* [Dataset extract]

______________________________

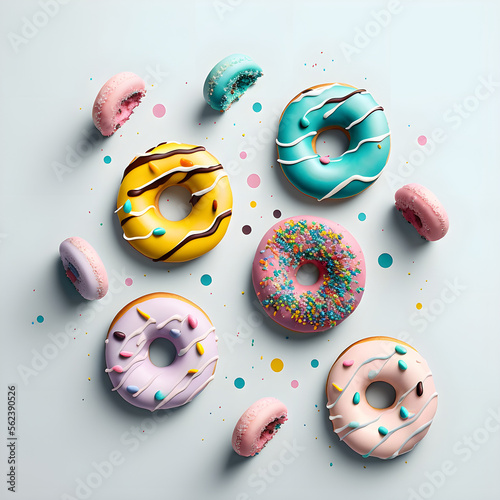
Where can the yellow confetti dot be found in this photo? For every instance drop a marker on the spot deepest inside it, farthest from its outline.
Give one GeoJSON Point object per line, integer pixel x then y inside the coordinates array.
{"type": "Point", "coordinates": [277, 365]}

______________________________

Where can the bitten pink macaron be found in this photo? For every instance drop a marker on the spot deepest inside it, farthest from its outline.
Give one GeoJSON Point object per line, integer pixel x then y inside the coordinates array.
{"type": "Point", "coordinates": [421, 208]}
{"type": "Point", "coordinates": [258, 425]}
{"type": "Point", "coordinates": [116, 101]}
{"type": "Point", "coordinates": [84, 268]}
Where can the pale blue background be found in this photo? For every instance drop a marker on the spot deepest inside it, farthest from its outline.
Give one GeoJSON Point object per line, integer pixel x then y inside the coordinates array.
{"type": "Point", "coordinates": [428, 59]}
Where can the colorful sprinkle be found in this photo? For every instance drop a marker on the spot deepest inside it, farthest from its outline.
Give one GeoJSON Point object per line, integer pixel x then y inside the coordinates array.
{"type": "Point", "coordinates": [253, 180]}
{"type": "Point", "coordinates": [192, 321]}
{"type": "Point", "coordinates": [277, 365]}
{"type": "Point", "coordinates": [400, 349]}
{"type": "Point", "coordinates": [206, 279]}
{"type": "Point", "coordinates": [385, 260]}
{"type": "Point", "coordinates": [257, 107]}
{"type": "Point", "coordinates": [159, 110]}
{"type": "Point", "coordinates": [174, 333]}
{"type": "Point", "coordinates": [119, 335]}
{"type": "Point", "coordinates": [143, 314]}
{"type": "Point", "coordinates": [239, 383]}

______________________________

* [Task requirements] Examine the listing and count its lines containing the word "instance". State the count alone.

* [Finished task] 4